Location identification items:
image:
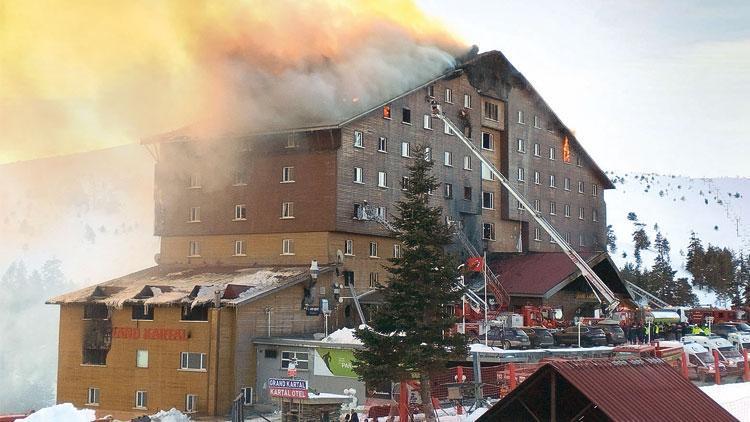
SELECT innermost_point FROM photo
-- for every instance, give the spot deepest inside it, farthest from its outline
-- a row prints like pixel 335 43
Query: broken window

• [Requirement]: Transcribe every line of the records above word for word, omitting the pictures.

• [Reply]:
image:
SELECT innermost_point FROM photo
-- for every instance, give the spot deepest inside it, farthest from its outline
-- a row prints like pixel 335 43
Query: broken window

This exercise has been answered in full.